» **GOAL**: Word for word, give the material below again, minus any images.

>> start INFORMATION PROVIDED

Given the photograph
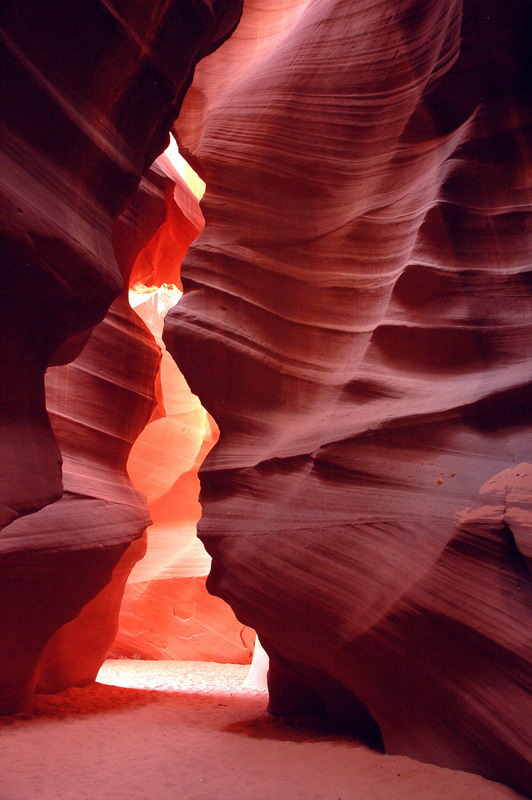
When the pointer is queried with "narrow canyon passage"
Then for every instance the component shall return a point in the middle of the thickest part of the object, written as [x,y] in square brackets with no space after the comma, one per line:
[355,332]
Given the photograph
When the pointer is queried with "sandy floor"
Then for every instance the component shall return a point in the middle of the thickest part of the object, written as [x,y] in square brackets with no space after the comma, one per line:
[151,730]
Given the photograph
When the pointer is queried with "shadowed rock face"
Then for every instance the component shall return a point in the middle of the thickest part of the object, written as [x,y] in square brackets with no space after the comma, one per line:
[357,320]
[93,89]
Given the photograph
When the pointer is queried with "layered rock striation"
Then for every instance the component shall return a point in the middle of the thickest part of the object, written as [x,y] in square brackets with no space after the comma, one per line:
[357,320]
[92,91]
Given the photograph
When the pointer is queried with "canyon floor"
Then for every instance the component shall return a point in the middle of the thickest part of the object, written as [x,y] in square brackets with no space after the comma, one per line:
[151,730]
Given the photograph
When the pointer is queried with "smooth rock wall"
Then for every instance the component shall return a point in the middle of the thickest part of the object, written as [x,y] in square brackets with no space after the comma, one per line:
[357,320]
[91,92]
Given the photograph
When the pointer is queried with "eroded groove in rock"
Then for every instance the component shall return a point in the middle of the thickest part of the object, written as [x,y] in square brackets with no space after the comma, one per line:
[94,90]
[357,320]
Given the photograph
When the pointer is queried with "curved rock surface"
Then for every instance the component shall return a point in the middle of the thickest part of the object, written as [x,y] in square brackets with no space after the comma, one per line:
[166,610]
[93,91]
[357,320]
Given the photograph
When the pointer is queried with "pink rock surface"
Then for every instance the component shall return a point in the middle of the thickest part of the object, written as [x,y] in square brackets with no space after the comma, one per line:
[166,610]
[93,91]
[357,320]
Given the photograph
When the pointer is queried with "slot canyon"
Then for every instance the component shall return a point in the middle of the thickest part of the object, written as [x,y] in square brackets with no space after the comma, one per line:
[331,348]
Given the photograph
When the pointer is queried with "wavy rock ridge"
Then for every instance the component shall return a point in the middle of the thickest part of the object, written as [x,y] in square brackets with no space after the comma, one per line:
[92,92]
[357,320]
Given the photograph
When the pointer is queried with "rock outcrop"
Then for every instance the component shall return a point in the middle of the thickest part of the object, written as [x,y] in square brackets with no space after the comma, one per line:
[357,320]
[93,91]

>> end INFORMATION PROVIDED

» **FINAL RESULT**:
Given the photograph
When the pointer is queried with "narrow canyon passage"
Then for every instance the component shall return a point in the middle of the thickest part of the object, written as [x,y] in square brackets with no space after the comma, one per line:
[355,332]
Given the photograph
When the pointer is queried with "sandy floor"
Then for every instance the component shall return a point in the middle of the thickest part of the object, written as [x,y] in square brackets with no space after the comma, one per line:
[151,730]
Given the photograph
When the pointer is queried with "shadowed rock face"
Then for every instance the component shall return a point in the middle of the thickest part of the object, written as [x,y] in square brackets with no space after the comma, one per line:
[357,320]
[93,89]
Given the photograph
When the pointer is queried with "layered rock striation"
Then for every instance the component shall return a point in the middle of the thickest part of the object, written as [x,y] in square brackets with no space after the comma, one per line:
[357,320]
[92,91]
Given the photograph
When the pointer is queried with "canyon floor"
Then for every instance the component shall return a point in the middle of the thickest part of the object, written as [x,y] in square brackets with no space after the comma, one per line:
[151,730]
Given the photograph
When the pointer is queried with "smooth rock wall"
Then for every instance the component shall return a point in the middle of the thickest part of the object, written as [x,y] in square brackets with no space after the comma, one per line:
[357,320]
[91,92]
Given the photograph
When the pointer is queried with "eroded groove in rock"
Then for every instance the component shall return a point in the middle of the thickest part of the object, written as [x,y] in square brackets with no space after the comma, one per line:
[94,90]
[357,320]
Given the photograph
When the pointer is queried with "curved rock surface"
Then for every instance the component shall return a point in the middle of the thickest part of the object, written as [x,y] in square brackets with no space after the comma, one per line:
[166,610]
[93,91]
[357,320]
Given the photograph
When the pointer is queried with "pink rock surface"
Then for every instance the component shall return a point in the middle of the thickest part of the object, written as [x,y] in square brackets with no space after the comma, one per line:
[166,610]
[93,91]
[357,320]
Given the photograph
When the pointer is queried with "slot canyon"
Then for every instance the component shall return a point in the middle of the thickest part of the object, written as [x,y] in square brackets with no space after the comma, one per line:
[331,348]
Given the photograph
When the pointer is queried with "wavy rock ridge"
Then for every instance the component shall return a point in the middle of the thickest part of the object, written as [x,y] in square brackets with no space after the comma, one per line:
[92,92]
[357,320]
Given the photograph
When the pointer is queried with "rock outcrop"
Then for every instance the component shall return a point in the middle of the thickest part of the object, written as [x,y] in square brackets with no space after the comma, one per line:
[357,320]
[93,91]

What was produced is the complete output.